▶ **WORK ITEM**: Copy out each line of the data that holds the string "front".

(Referring expression pointing data)
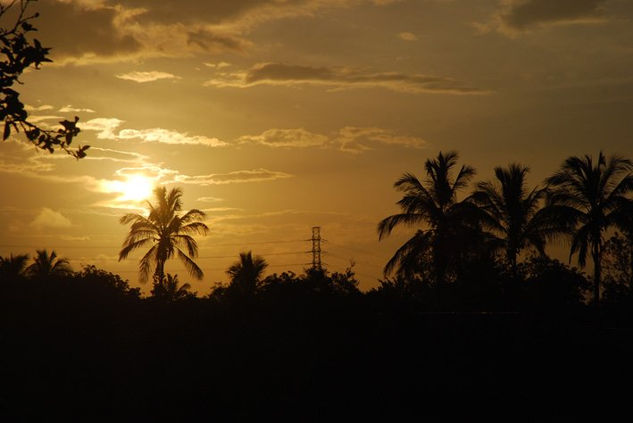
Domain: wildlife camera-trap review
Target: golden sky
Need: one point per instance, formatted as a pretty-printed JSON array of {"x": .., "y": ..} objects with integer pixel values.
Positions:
[{"x": 275, "y": 116}]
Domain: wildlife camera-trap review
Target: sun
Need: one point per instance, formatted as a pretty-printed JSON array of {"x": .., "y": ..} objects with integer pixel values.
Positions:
[{"x": 136, "y": 188}]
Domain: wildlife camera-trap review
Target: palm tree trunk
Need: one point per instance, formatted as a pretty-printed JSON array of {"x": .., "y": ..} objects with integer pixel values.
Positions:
[
  {"x": 159, "y": 273},
  {"x": 597, "y": 270}
]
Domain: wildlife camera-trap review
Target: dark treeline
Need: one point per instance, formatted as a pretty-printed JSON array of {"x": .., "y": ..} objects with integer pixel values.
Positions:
[{"x": 473, "y": 320}]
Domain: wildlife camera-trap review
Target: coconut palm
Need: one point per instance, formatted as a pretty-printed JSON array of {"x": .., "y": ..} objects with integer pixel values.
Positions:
[
  {"x": 590, "y": 197},
  {"x": 13, "y": 267},
  {"x": 169, "y": 288},
  {"x": 246, "y": 273},
  {"x": 166, "y": 232},
  {"x": 513, "y": 212},
  {"x": 47, "y": 265},
  {"x": 447, "y": 223}
]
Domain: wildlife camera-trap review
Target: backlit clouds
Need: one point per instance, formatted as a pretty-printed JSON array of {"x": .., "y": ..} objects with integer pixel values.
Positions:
[
  {"x": 241, "y": 176},
  {"x": 339, "y": 78},
  {"x": 349, "y": 139},
  {"x": 515, "y": 16},
  {"x": 407, "y": 36},
  {"x": 150, "y": 76},
  {"x": 107, "y": 128},
  {"x": 48, "y": 218},
  {"x": 85, "y": 31}
]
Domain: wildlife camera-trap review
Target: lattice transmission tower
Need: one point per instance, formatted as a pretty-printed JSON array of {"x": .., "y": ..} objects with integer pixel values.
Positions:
[{"x": 316, "y": 247}]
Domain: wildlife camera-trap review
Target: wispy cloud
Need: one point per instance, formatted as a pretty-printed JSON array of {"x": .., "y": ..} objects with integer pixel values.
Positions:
[
  {"x": 408, "y": 36},
  {"x": 70, "y": 109},
  {"x": 349, "y": 139},
  {"x": 516, "y": 16},
  {"x": 240, "y": 176},
  {"x": 210, "y": 199},
  {"x": 107, "y": 128},
  {"x": 339, "y": 78},
  {"x": 142, "y": 77},
  {"x": 41, "y": 108},
  {"x": 148, "y": 28},
  {"x": 48, "y": 218}
]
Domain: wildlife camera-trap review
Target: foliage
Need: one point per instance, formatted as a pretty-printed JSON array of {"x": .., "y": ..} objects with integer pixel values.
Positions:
[
  {"x": 169, "y": 289},
  {"x": 47, "y": 265},
  {"x": 512, "y": 212},
  {"x": 450, "y": 226},
  {"x": 105, "y": 282},
  {"x": 167, "y": 232},
  {"x": 17, "y": 54},
  {"x": 13, "y": 267},
  {"x": 245, "y": 274},
  {"x": 550, "y": 284},
  {"x": 587, "y": 199}
]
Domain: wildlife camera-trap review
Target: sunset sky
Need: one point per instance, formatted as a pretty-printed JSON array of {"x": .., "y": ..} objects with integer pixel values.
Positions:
[{"x": 274, "y": 116}]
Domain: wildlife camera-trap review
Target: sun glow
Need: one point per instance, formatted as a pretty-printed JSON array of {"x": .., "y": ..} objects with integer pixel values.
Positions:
[{"x": 135, "y": 188}]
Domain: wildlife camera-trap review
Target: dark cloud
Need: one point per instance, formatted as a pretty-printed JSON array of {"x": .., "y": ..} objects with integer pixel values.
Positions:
[
  {"x": 98, "y": 30},
  {"x": 340, "y": 78},
  {"x": 240, "y": 176},
  {"x": 76, "y": 30},
  {"x": 524, "y": 14}
]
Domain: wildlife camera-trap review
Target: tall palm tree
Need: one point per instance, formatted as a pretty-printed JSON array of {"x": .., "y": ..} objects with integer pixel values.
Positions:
[
  {"x": 513, "y": 212},
  {"x": 166, "y": 232},
  {"x": 13, "y": 267},
  {"x": 48, "y": 265},
  {"x": 169, "y": 288},
  {"x": 589, "y": 197},
  {"x": 246, "y": 273},
  {"x": 447, "y": 223}
]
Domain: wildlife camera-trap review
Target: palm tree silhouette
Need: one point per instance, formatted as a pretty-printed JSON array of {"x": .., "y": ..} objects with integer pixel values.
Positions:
[
  {"x": 448, "y": 222},
  {"x": 513, "y": 213},
  {"x": 246, "y": 273},
  {"x": 45, "y": 265},
  {"x": 169, "y": 289},
  {"x": 167, "y": 232},
  {"x": 589, "y": 197},
  {"x": 13, "y": 267}
]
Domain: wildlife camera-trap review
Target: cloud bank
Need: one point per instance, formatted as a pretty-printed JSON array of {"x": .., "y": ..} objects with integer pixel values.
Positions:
[{"x": 339, "y": 78}]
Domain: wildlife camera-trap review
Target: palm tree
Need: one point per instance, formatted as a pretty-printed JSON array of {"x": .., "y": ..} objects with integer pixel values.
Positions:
[
  {"x": 169, "y": 289},
  {"x": 590, "y": 197},
  {"x": 45, "y": 265},
  {"x": 448, "y": 222},
  {"x": 13, "y": 267},
  {"x": 246, "y": 273},
  {"x": 513, "y": 213},
  {"x": 167, "y": 232}
]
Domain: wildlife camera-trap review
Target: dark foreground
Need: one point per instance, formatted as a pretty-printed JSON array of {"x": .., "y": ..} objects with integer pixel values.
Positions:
[{"x": 312, "y": 358}]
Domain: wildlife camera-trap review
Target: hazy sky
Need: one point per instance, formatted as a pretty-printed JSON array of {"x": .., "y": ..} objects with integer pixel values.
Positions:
[{"x": 275, "y": 116}]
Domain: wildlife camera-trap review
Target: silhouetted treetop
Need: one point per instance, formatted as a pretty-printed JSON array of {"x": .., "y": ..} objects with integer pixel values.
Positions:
[
  {"x": 166, "y": 232},
  {"x": 18, "y": 52}
]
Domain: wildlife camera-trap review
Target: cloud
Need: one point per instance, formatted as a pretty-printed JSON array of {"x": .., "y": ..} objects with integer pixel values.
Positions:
[
  {"x": 286, "y": 138},
  {"x": 166, "y": 136},
  {"x": 240, "y": 176},
  {"x": 210, "y": 199},
  {"x": 51, "y": 219},
  {"x": 106, "y": 128},
  {"x": 220, "y": 65},
  {"x": 408, "y": 36},
  {"x": 349, "y": 139},
  {"x": 41, "y": 108},
  {"x": 120, "y": 30},
  {"x": 358, "y": 139},
  {"x": 70, "y": 109},
  {"x": 150, "y": 76},
  {"x": 516, "y": 16},
  {"x": 339, "y": 78}
]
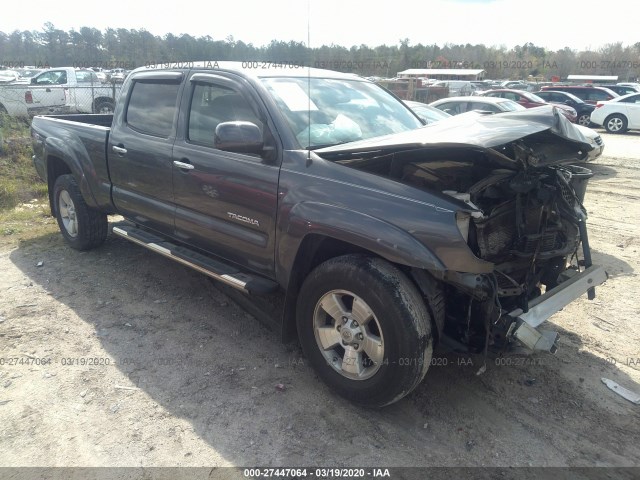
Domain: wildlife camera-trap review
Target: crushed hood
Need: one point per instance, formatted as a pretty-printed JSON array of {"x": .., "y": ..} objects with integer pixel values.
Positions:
[{"x": 544, "y": 132}]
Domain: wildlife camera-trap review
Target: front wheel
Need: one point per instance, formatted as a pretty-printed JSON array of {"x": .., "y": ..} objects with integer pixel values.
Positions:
[
  {"x": 615, "y": 124},
  {"x": 365, "y": 329},
  {"x": 105, "y": 106},
  {"x": 82, "y": 226}
]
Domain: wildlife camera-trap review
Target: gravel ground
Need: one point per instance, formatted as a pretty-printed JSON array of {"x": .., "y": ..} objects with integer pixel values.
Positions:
[{"x": 119, "y": 357}]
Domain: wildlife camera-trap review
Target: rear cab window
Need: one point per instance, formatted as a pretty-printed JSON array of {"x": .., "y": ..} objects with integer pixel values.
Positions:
[
  {"x": 152, "y": 107},
  {"x": 212, "y": 104}
]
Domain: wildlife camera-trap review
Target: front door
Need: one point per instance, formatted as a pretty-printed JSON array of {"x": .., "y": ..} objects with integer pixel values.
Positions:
[
  {"x": 140, "y": 151},
  {"x": 225, "y": 202}
]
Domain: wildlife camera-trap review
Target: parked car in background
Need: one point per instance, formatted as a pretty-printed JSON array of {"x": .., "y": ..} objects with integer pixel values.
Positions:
[
  {"x": 619, "y": 114},
  {"x": 590, "y": 95},
  {"x": 457, "y": 87},
  {"x": 427, "y": 113},
  {"x": 117, "y": 75},
  {"x": 458, "y": 105},
  {"x": 530, "y": 100},
  {"x": 622, "y": 89},
  {"x": 482, "y": 85},
  {"x": 26, "y": 74},
  {"x": 8, "y": 76},
  {"x": 100, "y": 73},
  {"x": 582, "y": 108},
  {"x": 630, "y": 84},
  {"x": 515, "y": 84}
]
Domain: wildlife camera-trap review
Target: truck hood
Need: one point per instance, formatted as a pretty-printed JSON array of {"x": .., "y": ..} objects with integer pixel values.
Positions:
[{"x": 543, "y": 136}]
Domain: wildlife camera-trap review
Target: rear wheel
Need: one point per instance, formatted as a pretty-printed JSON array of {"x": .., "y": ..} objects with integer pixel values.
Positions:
[
  {"x": 365, "y": 329},
  {"x": 82, "y": 227},
  {"x": 584, "y": 119},
  {"x": 105, "y": 106},
  {"x": 615, "y": 123}
]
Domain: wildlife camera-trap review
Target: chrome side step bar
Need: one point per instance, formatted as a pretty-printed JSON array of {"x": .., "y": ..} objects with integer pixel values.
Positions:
[{"x": 215, "y": 269}]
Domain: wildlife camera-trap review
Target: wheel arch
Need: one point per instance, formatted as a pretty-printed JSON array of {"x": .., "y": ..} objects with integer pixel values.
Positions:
[
  {"x": 100, "y": 100},
  {"x": 616, "y": 114}
]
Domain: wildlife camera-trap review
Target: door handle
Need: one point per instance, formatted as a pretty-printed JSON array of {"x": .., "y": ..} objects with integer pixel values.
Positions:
[{"x": 183, "y": 165}]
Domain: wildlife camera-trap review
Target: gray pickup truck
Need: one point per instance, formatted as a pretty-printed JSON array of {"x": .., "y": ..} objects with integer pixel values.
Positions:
[{"x": 385, "y": 236}]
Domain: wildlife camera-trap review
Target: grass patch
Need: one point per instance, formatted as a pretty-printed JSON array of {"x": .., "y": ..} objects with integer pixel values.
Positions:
[
  {"x": 19, "y": 182},
  {"x": 24, "y": 205}
]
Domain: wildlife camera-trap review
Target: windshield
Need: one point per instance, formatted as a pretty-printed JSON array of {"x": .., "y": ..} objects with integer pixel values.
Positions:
[
  {"x": 324, "y": 112},
  {"x": 510, "y": 106}
]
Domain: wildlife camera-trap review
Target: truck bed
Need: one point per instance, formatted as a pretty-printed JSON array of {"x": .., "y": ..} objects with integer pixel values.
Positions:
[{"x": 81, "y": 139}]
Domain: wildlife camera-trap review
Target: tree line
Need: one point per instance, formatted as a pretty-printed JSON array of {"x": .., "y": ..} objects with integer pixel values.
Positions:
[{"x": 125, "y": 48}]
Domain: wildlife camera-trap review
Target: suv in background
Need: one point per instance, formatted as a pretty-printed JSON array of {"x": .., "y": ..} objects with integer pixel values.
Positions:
[
  {"x": 457, "y": 87},
  {"x": 590, "y": 95},
  {"x": 582, "y": 108},
  {"x": 622, "y": 89},
  {"x": 530, "y": 100}
]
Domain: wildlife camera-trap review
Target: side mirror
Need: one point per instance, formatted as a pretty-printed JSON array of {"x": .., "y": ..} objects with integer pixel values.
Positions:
[{"x": 239, "y": 137}]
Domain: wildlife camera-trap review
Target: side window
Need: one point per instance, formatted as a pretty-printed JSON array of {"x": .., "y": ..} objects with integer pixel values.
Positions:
[
  {"x": 55, "y": 77},
  {"x": 581, "y": 94},
  {"x": 215, "y": 104},
  {"x": 632, "y": 99},
  {"x": 85, "y": 76},
  {"x": 152, "y": 107},
  {"x": 597, "y": 95}
]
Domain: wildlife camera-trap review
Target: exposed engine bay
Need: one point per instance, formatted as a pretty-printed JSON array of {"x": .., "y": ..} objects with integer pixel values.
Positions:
[{"x": 519, "y": 210}]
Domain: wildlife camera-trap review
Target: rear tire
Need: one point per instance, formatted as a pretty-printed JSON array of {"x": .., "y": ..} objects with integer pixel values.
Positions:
[
  {"x": 615, "y": 123},
  {"x": 365, "y": 329},
  {"x": 82, "y": 227}
]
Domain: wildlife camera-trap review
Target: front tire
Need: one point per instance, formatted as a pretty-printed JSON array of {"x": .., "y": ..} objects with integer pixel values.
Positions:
[
  {"x": 82, "y": 227},
  {"x": 365, "y": 329},
  {"x": 615, "y": 123},
  {"x": 105, "y": 107}
]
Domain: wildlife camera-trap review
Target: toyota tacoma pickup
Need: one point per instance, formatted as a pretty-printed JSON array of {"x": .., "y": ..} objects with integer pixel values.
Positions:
[{"x": 385, "y": 236}]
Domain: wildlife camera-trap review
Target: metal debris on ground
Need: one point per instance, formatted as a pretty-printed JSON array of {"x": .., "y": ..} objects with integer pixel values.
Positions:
[{"x": 623, "y": 392}]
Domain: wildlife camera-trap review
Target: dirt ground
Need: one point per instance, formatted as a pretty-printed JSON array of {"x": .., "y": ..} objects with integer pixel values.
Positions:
[{"x": 119, "y": 357}]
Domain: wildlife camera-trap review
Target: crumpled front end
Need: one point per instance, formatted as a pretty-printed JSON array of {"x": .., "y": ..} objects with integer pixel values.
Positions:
[{"x": 520, "y": 207}]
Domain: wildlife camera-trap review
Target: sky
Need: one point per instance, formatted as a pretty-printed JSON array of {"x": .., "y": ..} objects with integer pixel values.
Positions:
[{"x": 553, "y": 24}]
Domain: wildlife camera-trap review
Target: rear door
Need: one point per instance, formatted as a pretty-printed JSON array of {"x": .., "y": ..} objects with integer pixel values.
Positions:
[
  {"x": 225, "y": 202},
  {"x": 140, "y": 150}
]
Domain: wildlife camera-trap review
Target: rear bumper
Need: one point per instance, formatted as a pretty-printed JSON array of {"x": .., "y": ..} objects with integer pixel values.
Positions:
[{"x": 540, "y": 309}]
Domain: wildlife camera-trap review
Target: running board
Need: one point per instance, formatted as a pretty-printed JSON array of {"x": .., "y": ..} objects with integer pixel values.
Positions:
[{"x": 215, "y": 269}]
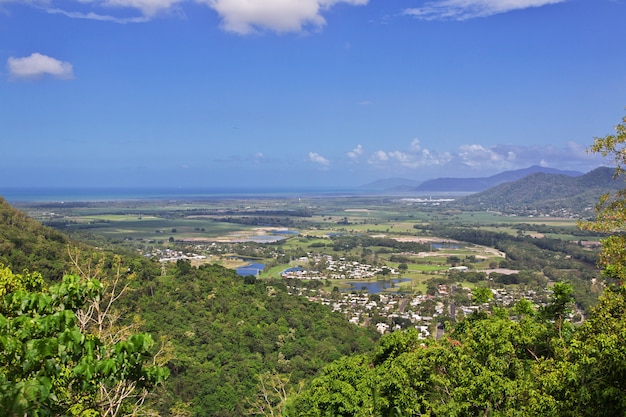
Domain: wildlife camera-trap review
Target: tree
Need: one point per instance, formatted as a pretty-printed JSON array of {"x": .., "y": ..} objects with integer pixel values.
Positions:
[
  {"x": 611, "y": 209},
  {"x": 49, "y": 366}
]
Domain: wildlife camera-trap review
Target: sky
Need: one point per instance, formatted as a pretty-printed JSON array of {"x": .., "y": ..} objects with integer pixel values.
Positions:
[{"x": 303, "y": 93}]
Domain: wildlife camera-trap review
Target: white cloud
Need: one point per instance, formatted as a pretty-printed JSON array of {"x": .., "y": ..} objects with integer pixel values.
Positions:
[
  {"x": 239, "y": 16},
  {"x": 37, "y": 65},
  {"x": 149, "y": 8},
  {"x": 249, "y": 16},
  {"x": 378, "y": 157},
  {"x": 318, "y": 159},
  {"x": 414, "y": 157},
  {"x": 356, "y": 152},
  {"x": 468, "y": 9},
  {"x": 477, "y": 155}
]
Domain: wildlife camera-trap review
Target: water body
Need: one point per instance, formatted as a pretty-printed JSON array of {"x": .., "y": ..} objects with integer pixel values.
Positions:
[
  {"x": 58, "y": 194},
  {"x": 375, "y": 287}
]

▶ **SOLUTION FOR THIS EXERCISE**:
Target: front wheel
Target: front door
Target: front tire
Target: crumpled front end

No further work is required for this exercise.